• _Provided passage_
************
Matt's been out of town for a few days on a business trip. Earlier this week, I dropped the kids off at my mom's house so I could have a couple fun-filled days to myself.
I'm kidding, of course.
The leadership class I'm taking for my BSN degree requires clinical hours so my classmates and I helped out with my college's summer camp for middle schoolers. In theory, it was for kids interested in health careers. In reality, most of the kids were there because their moms made them sign up. And, as we all know, nothing is more fun than entertaining kids who don't want to be there. If being a youth group leader taught me anything, it was that.
At first I was so excited about the whole thing because I was going to have Monday night all by myself at the house. I could go dancing or buy antiques or do a 5k through some sort of interesting material (mud, food coloring, perfume, floam...). The sky was the limit.
I don't know why I get my hopes up about these things.
In the end, I cleaned a little and did homework. Woohoo, indeed. I had dinner at my in-laws, which was also novel, being there by myself. Matt's dad suggested some background noise of children screaming and discipline being meted out. You know, just to make it feel more normal.
The few days leading up to it I waffled about pigging out on some fantastic food. After all, being able to eat whatever you want is honestly one of the few great things about being an adult. Well, that and finally growing into your adult teeth. That's always a relief, not to be forever stuck with teeth too big for your head.
Monday's dessert was steamed edamame and red wine. As it turns out, I'm pretty boring by myself.
When I got home from college on Tuesday, my mom and the kids were there. The little ones were happy to see me. Pretty soon, though, the cold, hard, reality of mom being home set in for an unsuspecting Noah. At one point, I held him in my lap after a few screaming fits (him externally, me internally). He rubbed his eyes with his chubby little hand and told me "Mama, I want you to go to work. I want you to go to school."
The fact that my mom brought with her foods with an approximate sugar content of the country of Brazil had nothing to do with it, I'm sure.
Today was a little rough, considering the transition my kids made from a grandparent wonderland filled with movies and Fruit Loops back to a house of schoolwork and child labor. Jack told me he needed about 5 minutes to just rest and remember certain things that he had already forgotten in his 3 day absence, things like unloading the dishwasher and checking to see if the lid was on the carton of milk before carrying it sideways to the fridge (hint: it was not).
Later on in the afternoon, a delivery guy showed up with a package from Amazon (seeing those boxes makes my heart go pitter-pat). I saw him pull up and met him in the driveway, Talitha on my hip. The guy said immediately, "Wow, she is adorable."
Yup, I know.
Then after a minute of small talk and the handing off of the package, he said "Really, she is so cute. How can you stand it?"
Well, to be honest, I'm flipping out right now. I'm just really good at hiding it.
Then he said "Bye, sweetheart."
And I said goodbye back, pretty much at the same time I realized he was talking to Tali. This is going to be tough, as I am used to being the adorable one. Transitions.
************
• _Extracted information_

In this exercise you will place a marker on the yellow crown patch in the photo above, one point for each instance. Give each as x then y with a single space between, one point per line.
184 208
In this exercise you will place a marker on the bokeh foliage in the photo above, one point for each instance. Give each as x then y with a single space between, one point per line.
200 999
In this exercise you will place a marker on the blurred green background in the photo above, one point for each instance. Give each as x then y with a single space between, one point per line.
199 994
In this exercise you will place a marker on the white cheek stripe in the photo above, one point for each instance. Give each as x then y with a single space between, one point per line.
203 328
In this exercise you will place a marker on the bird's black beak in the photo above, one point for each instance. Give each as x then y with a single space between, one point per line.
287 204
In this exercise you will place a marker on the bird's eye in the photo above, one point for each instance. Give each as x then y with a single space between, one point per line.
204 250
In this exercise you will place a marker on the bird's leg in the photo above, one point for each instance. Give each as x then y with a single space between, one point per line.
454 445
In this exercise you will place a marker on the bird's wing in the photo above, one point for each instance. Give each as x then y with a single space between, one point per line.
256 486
************
• _Using the information_
1. List the substances the post suggests a 5k could be run through.
2. According to the post, what was the narrator's dessert on Monday?
3. Write out the part of the post starting with "Later on in" and going on through "Yup, I know.".

• _Answers to each task_
1. mud, food coloring, perfume, floam

2. Steamed edamame and red wine.

3.
Later on in the afternoon, a delivery guy showed up with a package from Amazon (seeing those boxes makes my heart go pitter-pat). I saw him pull up and met him in the driveway, Talitha on my hip. The guy said immediately, "Wow, she is adorable."
Yup, I know.